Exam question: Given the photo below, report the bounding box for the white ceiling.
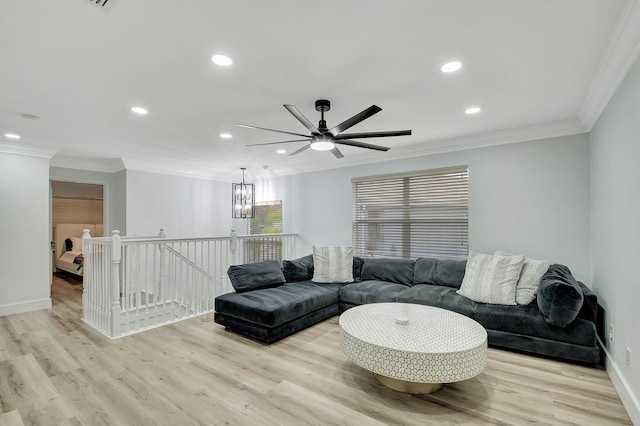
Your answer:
[1,0,639,182]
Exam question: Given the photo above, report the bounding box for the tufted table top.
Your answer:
[339,303,487,384]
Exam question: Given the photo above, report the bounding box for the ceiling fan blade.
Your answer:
[283,105,320,135]
[288,144,311,156]
[329,105,382,136]
[330,147,344,159]
[334,130,412,140]
[246,139,310,147]
[335,139,390,152]
[236,124,309,138]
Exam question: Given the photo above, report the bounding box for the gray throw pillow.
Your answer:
[536,264,584,327]
[282,254,314,282]
[227,260,285,293]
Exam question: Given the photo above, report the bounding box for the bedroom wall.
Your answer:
[0,152,51,315]
[590,55,640,423]
[265,133,591,282]
[125,170,232,238]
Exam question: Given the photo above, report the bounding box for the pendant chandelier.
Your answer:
[232,167,255,218]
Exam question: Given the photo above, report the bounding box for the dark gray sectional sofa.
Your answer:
[214,256,601,365]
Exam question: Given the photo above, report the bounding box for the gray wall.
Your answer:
[590,56,640,423]
[0,152,51,315]
[125,170,232,238]
[49,166,127,235]
[265,133,591,281]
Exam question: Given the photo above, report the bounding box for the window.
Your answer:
[352,166,468,260]
[246,201,283,235]
[243,201,283,262]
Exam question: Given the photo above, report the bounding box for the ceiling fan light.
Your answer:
[310,140,335,151]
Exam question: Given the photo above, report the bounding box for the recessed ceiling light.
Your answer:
[4,133,21,140]
[465,107,482,115]
[276,149,286,154]
[211,54,233,66]
[220,133,233,139]
[131,106,148,115]
[441,61,462,73]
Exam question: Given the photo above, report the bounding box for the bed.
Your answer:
[54,223,103,277]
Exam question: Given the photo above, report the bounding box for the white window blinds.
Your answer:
[352,166,469,260]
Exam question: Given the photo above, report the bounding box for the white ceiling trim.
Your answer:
[0,141,56,159]
[49,157,125,173]
[120,158,221,181]
[579,0,640,129]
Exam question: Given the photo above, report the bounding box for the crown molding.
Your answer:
[579,0,640,130]
[49,156,126,173]
[120,158,222,181]
[276,118,589,178]
[0,141,56,159]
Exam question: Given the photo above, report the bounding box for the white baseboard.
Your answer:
[599,337,640,425]
[0,298,52,316]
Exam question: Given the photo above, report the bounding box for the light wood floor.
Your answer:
[0,275,632,425]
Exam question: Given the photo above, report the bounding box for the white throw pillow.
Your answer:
[457,251,525,305]
[312,246,354,283]
[495,250,550,305]
[70,237,83,252]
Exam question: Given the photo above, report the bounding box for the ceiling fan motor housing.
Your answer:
[315,99,330,131]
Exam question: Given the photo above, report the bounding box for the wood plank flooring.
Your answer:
[0,275,632,425]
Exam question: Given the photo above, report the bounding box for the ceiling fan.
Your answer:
[237,99,412,159]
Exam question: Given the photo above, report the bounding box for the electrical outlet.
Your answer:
[609,325,615,343]
[626,348,632,367]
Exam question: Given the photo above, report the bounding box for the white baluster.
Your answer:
[230,229,237,265]
[158,228,166,306]
[110,230,122,337]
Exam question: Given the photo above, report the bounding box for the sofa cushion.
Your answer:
[360,258,415,287]
[339,280,409,305]
[413,258,467,288]
[398,284,596,347]
[282,254,314,282]
[214,281,342,327]
[537,264,584,327]
[457,251,524,305]
[352,256,364,282]
[227,260,285,293]
[312,246,355,283]
[495,250,550,305]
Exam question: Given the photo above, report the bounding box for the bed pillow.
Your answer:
[495,250,551,305]
[537,264,584,327]
[282,254,314,282]
[227,260,286,293]
[457,251,524,305]
[70,237,83,251]
[312,246,354,283]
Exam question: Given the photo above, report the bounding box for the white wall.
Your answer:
[590,56,640,423]
[126,170,232,237]
[0,152,52,315]
[265,134,591,281]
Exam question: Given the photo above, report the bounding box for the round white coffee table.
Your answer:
[339,303,487,394]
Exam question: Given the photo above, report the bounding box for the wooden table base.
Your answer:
[374,373,443,394]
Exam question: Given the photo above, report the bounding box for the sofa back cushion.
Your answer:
[413,258,467,288]
[282,254,314,282]
[227,260,286,293]
[360,258,415,287]
[537,264,584,327]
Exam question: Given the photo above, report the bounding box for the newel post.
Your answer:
[230,229,238,264]
[81,229,91,319]
[110,230,122,338]
[158,228,166,298]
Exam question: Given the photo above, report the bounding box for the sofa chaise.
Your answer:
[214,255,600,365]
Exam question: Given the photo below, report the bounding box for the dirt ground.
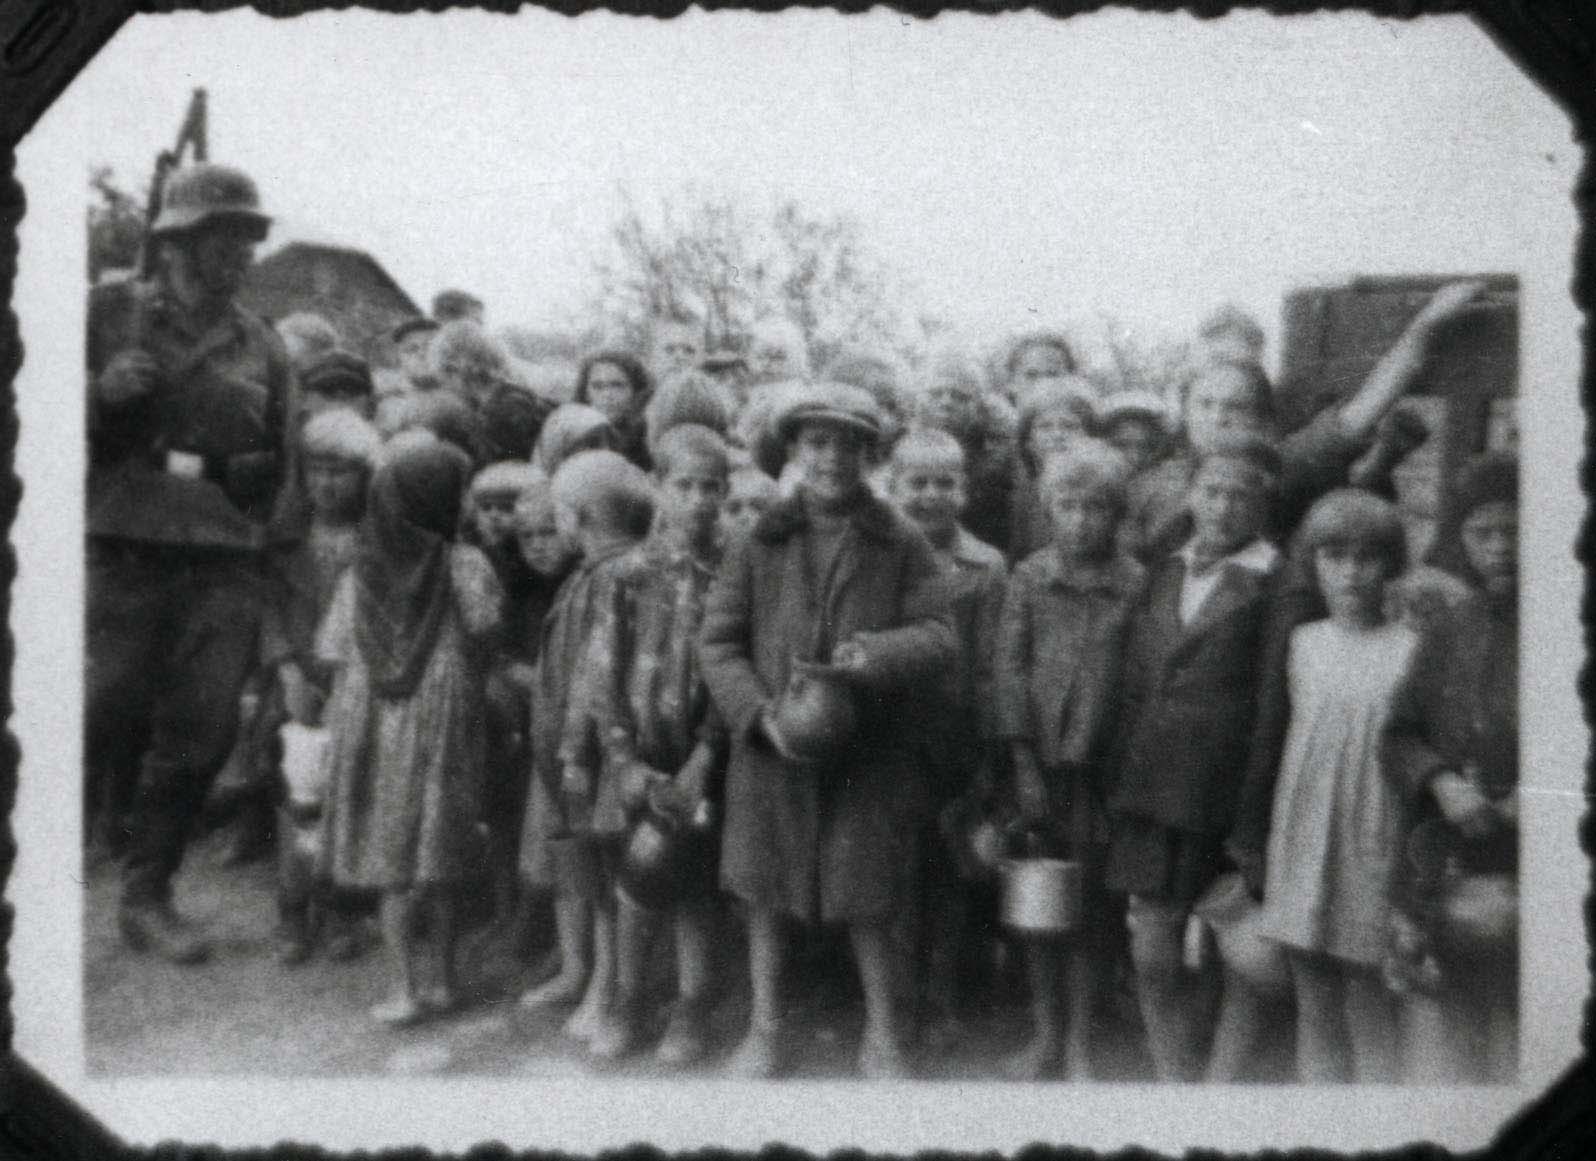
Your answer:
[83,830,1283,1082]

• [What to produce]: Once the pictures are removed, output the remaining material exactly.

• [Solution]:
Exam question: Given the photo below, report the bounding box for the white ceiling.
Your answer:
[1,0,639,182]
Exam question: Given the photo above, report the bounding box for the tufted table top.
Your answer:
[339,303,487,384]
Exam question: Given the photo above, report the bounding box for the ceiling fan blade.
Your answer:
[283,105,320,135]
[288,144,311,156]
[329,105,382,136]
[330,147,344,159]
[334,130,412,140]
[246,139,310,147]
[335,139,390,152]
[236,124,309,138]
Exam question: Given the photo above, report the bounding box for the gray throw pillow.
Your answer:
[536,264,584,327]
[282,254,314,282]
[227,260,285,293]
Exam question: Given the photo above, report the bounding box for the bedroom wall.
Your answer:
[0,152,51,315]
[590,55,640,423]
[265,133,591,282]
[125,170,232,238]
Exam question: Given the photo above, report the bounding box for the pendant chandelier.
Your answer:
[232,167,255,218]
Exam question: Given the photo above, report the bounding box for the dark gray sectional sofa.
Your answer:
[214,256,601,365]
Exam question: Given the photo above, report the bounding box for the gray wall.
Your answer:
[590,56,640,423]
[0,152,51,315]
[125,170,232,238]
[49,166,127,235]
[265,133,591,281]
Exam question: Given the photo above, report the bounding box for the window.
Your answer:
[352,166,468,260]
[246,201,283,235]
[243,201,283,262]
Exam question: Given the photo above, report the bounding box for the ceiling fan light.
Your answer:
[310,140,335,151]
Exam question: Given the photo above, report the bounding box for the recessed ceiling light.
Your answer:
[4,133,21,140]
[465,107,482,115]
[276,149,286,154]
[211,54,233,66]
[220,133,233,139]
[131,106,148,115]
[441,61,462,73]
Exam question: Given the photo above, report the bounding box for the bed.
Your answer:
[54,223,103,277]
Exam question: Given the photo above, report the bounding box for the white window blinds.
Your answer:
[352,166,469,260]
Exam question: Given the photo above, report the bounding box for the white ceiling trim.
Your answer:
[0,141,56,159]
[49,157,125,173]
[120,158,221,181]
[579,0,640,129]
Exam question: Given the photo above, report the bounding box for the crown molding.
Your answer:
[579,0,640,130]
[49,156,126,173]
[120,158,222,181]
[276,118,589,178]
[0,141,56,159]
Exam question: Given the photo above, report the bounding box for the white baseboard.
Your answer:
[599,337,640,425]
[0,298,52,316]
Exam question: Given the photo above, report the bounding box for the light wood floor.
Your answer:
[0,275,632,425]
Exam question: Given the photo above, report the bounding box for the white throw pillow.
Your answer:
[457,251,525,305]
[312,246,354,283]
[495,250,550,305]
[70,237,83,252]
Exam question: Given the photo above, report the bounding box for the ceiling fan motor housing.
Your answer:
[315,99,330,131]
Exam question: Given the photo above, report the bounding box for the wood plank flooring.
Your answer:
[0,275,632,425]
Exam question: Given the photo above, report the bounding box for the ceiling fan.
Your answer:
[237,99,412,159]
Exam question: Given the photo above, report the bounding box for the electrical outlet.
Your answer:
[609,325,615,343]
[626,348,632,367]
Exam question: Given the photo above, report the bounding box for the white baluster.
Your answer:
[230,229,237,265]
[158,228,166,306]
[110,230,122,337]
Exam question: Given the photo above, report the bounding box for the sofa cushion.
Your answer:
[360,258,415,287]
[339,280,409,305]
[413,258,467,288]
[398,284,596,347]
[282,254,314,282]
[214,281,342,327]
[537,264,584,327]
[457,251,524,305]
[352,256,364,282]
[227,260,285,293]
[312,246,355,283]
[495,250,550,305]
Exam question: Given the photo above, report the bounding box for the bed pillow.
Your answer:
[495,250,551,305]
[537,264,584,327]
[282,254,314,282]
[227,260,286,293]
[457,251,524,305]
[70,237,83,251]
[312,246,354,283]
Exam question: Given the photo above, report the bounding box for the white wall.
Your answer:
[590,56,640,423]
[126,170,232,237]
[0,152,52,315]
[265,134,591,281]
Exam question: Given the photo above, report the bounding box for the round white coffee table.
Your answer:
[339,303,487,394]
Exam question: Given the photo above, report the bounding box for the wooden table base.
Your answer:
[374,373,443,394]
Exam question: Given the photo above, report the bounding box for the sofa back cushion.
Your answer:
[413,258,467,288]
[282,254,314,282]
[227,260,286,293]
[360,258,415,287]
[537,264,584,327]
Exam question: Given the photo above, report the bounding box for the newel post.
Your answer:
[230,229,238,264]
[81,229,91,319]
[110,230,122,338]
[158,228,166,298]
Exam question: Given the photo above, report the bounding box for the sofa chaise.
Your answer:
[214,255,600,365]
Exam question: Given the photo below, report the bounding box for the dirt ground.
Your answer:
[83,830,1283,1082]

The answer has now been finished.